(Rows from a box labeling dataset)
↓

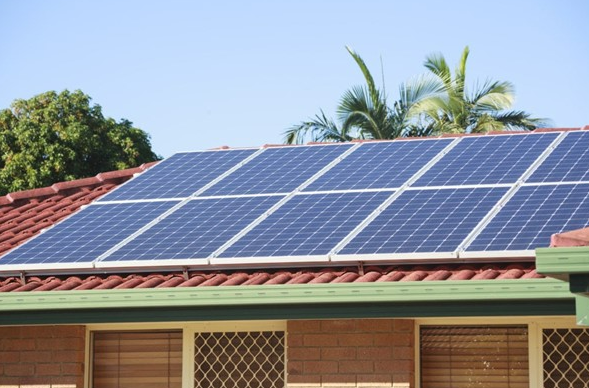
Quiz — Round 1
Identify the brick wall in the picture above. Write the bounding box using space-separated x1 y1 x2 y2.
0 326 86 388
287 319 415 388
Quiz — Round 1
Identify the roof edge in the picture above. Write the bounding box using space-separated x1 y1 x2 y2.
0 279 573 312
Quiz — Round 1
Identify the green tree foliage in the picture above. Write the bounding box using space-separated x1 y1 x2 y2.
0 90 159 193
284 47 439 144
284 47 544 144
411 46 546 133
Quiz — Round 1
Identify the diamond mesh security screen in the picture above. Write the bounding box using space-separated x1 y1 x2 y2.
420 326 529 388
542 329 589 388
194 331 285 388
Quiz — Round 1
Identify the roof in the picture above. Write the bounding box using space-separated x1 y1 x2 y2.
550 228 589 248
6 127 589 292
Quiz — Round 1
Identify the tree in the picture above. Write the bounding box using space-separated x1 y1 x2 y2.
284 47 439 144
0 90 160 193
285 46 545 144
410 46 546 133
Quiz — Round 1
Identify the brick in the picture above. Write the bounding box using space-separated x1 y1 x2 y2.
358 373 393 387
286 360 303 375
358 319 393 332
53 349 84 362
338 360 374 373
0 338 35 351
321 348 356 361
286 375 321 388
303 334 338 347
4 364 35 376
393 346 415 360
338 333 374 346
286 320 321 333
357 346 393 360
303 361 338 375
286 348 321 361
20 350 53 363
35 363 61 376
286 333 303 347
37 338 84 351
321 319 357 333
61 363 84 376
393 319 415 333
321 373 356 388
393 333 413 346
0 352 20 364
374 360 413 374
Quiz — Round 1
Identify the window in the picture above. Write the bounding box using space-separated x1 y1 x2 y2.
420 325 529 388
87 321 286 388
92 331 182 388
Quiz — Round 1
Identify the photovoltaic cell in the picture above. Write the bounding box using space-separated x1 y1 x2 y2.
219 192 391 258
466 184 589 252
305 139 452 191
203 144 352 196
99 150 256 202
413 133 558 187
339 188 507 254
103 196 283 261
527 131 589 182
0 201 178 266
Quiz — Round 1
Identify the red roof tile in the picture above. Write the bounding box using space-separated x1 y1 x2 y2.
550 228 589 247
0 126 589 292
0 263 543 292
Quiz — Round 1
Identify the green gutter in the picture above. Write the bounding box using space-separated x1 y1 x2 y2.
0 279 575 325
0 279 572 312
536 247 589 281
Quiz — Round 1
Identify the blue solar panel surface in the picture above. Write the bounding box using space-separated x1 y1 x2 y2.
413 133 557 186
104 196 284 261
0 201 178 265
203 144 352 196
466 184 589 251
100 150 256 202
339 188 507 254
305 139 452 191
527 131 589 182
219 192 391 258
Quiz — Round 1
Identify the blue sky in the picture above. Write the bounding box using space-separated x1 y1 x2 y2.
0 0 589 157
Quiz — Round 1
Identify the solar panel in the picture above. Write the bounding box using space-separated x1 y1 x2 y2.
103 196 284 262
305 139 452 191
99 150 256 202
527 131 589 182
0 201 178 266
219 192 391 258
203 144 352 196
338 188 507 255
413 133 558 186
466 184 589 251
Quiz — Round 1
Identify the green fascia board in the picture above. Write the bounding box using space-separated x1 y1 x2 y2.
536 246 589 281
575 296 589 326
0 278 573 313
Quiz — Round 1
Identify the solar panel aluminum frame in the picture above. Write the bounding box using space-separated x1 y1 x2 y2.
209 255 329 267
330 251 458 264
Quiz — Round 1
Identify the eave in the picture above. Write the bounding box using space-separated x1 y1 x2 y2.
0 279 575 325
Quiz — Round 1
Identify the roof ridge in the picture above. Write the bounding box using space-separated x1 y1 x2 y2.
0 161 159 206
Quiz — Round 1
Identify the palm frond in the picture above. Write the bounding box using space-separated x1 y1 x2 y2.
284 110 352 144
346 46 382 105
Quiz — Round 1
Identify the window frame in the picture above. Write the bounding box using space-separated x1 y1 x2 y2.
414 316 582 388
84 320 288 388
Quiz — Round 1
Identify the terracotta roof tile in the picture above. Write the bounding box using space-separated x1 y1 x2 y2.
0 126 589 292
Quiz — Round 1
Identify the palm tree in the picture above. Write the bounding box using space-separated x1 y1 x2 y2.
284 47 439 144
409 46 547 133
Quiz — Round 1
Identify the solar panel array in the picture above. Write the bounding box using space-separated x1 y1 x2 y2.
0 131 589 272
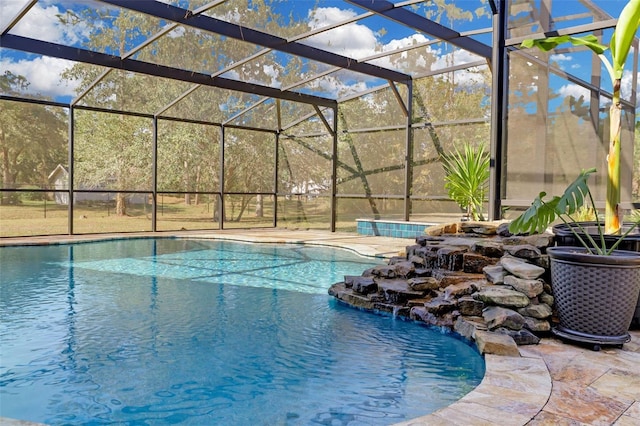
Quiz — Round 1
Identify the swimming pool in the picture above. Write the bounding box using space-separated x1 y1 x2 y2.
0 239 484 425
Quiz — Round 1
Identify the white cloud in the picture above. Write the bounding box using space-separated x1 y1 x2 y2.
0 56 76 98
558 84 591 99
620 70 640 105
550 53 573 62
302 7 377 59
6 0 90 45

↑
↓

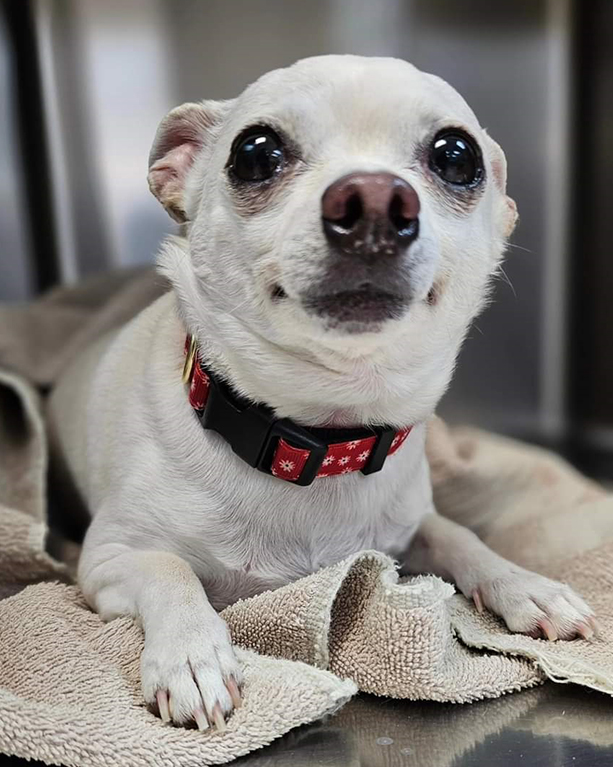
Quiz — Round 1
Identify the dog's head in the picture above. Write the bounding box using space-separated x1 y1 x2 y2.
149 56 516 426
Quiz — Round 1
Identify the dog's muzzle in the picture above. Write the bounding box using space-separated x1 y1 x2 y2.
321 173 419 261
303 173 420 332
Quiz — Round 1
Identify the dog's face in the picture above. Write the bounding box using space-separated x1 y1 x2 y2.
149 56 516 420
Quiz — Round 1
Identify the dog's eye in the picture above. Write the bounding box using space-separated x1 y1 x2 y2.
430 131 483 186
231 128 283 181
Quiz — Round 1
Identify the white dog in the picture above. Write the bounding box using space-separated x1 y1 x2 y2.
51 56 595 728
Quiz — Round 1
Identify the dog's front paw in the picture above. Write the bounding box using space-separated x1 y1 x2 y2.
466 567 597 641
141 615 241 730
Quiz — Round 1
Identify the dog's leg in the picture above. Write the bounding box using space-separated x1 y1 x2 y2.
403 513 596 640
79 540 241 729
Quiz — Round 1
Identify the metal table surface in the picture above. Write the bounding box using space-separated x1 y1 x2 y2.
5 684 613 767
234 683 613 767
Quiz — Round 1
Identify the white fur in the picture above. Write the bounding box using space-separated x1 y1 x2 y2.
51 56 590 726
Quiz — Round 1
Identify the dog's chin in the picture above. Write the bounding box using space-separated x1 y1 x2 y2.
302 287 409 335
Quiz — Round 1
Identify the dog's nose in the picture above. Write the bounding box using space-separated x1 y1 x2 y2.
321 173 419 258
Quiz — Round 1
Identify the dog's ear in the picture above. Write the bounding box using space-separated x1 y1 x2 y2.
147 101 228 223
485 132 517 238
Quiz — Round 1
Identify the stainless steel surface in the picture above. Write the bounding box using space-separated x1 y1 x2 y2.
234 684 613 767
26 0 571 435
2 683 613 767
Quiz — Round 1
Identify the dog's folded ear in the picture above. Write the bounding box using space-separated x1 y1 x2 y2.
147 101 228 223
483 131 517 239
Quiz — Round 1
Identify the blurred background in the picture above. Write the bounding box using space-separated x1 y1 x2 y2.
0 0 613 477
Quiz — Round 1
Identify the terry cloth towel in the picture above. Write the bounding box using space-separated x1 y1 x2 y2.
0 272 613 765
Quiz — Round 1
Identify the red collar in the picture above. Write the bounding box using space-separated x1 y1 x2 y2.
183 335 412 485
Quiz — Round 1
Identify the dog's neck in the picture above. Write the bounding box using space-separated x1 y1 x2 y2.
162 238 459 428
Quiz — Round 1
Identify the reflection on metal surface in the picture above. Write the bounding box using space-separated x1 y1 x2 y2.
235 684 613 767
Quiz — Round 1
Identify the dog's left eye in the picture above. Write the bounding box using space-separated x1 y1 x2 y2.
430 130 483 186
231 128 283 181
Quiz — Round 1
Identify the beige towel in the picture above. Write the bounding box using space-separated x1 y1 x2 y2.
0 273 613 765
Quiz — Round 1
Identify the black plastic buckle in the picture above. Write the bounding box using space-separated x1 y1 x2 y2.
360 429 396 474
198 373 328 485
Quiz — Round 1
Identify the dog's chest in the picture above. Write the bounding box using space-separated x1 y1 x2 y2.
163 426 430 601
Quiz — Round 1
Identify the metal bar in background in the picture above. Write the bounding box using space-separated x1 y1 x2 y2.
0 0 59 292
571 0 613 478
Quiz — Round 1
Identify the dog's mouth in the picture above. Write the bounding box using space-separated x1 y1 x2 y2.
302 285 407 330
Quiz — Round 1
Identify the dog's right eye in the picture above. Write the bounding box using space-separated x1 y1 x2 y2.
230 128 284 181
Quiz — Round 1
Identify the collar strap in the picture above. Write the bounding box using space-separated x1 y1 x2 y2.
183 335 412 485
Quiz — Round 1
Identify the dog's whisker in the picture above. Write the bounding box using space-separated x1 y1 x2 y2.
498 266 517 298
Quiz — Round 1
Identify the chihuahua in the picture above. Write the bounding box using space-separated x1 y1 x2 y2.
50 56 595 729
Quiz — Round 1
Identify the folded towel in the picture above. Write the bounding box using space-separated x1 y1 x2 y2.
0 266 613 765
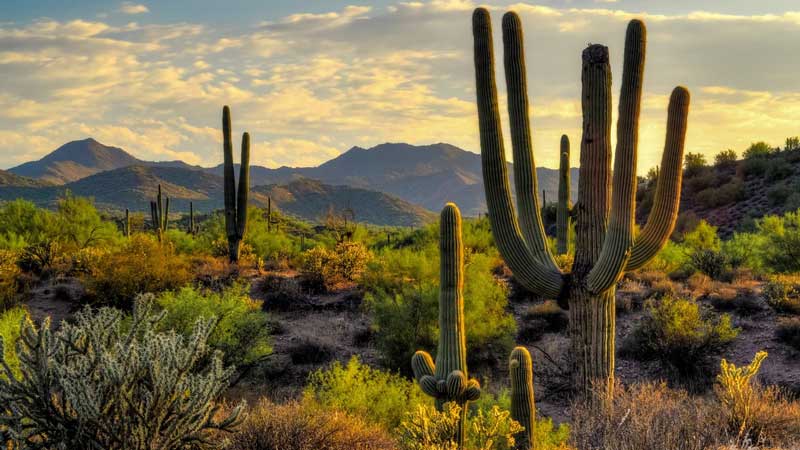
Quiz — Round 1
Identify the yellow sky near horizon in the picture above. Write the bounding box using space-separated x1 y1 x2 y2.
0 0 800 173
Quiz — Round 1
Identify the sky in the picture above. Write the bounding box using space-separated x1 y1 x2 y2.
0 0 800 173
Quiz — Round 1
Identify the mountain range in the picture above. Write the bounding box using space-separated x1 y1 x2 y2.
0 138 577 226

↑
↓

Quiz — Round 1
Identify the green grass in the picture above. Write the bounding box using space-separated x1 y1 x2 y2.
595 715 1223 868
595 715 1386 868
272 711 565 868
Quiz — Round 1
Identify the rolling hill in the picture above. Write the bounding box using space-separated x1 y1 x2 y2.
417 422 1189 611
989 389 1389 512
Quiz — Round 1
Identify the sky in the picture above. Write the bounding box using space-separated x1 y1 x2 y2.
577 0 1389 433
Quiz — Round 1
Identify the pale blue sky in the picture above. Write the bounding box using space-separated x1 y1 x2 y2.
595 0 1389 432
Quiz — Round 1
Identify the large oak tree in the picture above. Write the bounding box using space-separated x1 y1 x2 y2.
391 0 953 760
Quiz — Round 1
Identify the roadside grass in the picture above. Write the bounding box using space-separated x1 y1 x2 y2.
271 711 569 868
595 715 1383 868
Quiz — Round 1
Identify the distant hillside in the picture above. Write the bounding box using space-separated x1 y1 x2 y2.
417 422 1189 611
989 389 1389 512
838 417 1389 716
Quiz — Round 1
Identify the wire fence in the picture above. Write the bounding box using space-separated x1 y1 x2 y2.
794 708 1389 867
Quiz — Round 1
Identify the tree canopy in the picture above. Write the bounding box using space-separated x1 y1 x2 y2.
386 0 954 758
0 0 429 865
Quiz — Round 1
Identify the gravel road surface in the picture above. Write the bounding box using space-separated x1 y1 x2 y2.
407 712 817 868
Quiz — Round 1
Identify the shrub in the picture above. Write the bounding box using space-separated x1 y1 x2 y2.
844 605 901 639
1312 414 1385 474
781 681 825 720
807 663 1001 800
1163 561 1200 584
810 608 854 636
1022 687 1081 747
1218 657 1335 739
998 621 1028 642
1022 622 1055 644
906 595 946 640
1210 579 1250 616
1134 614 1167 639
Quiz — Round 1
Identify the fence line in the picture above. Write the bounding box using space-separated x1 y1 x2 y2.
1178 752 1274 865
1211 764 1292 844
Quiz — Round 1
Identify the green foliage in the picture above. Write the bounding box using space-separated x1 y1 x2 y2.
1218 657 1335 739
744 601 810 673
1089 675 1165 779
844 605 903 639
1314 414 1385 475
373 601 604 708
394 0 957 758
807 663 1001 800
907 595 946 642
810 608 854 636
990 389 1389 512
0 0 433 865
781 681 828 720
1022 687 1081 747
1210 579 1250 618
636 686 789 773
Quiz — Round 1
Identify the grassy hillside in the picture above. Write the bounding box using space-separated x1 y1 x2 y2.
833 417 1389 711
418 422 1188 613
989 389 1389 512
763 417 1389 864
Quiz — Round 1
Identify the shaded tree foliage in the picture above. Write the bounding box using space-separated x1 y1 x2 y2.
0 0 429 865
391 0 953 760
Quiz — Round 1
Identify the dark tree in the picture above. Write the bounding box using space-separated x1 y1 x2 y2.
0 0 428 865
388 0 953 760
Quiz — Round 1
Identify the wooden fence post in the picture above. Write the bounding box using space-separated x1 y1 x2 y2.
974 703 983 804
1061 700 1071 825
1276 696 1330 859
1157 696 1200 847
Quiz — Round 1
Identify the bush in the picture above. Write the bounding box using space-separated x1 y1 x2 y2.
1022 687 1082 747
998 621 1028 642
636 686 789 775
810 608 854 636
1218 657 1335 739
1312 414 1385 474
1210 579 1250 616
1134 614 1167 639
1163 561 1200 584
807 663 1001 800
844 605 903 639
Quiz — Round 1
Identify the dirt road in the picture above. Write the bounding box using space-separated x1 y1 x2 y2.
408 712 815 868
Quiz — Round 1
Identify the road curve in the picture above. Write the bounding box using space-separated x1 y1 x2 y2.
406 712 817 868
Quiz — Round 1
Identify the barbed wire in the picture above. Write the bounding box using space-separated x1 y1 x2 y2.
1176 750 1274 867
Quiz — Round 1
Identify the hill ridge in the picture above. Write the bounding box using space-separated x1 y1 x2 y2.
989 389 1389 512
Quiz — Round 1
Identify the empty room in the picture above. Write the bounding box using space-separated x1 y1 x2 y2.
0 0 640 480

↑

Work to complete: How many lines of the listing above contain the string "hillside"? Give only the number.

Exercise answer: 2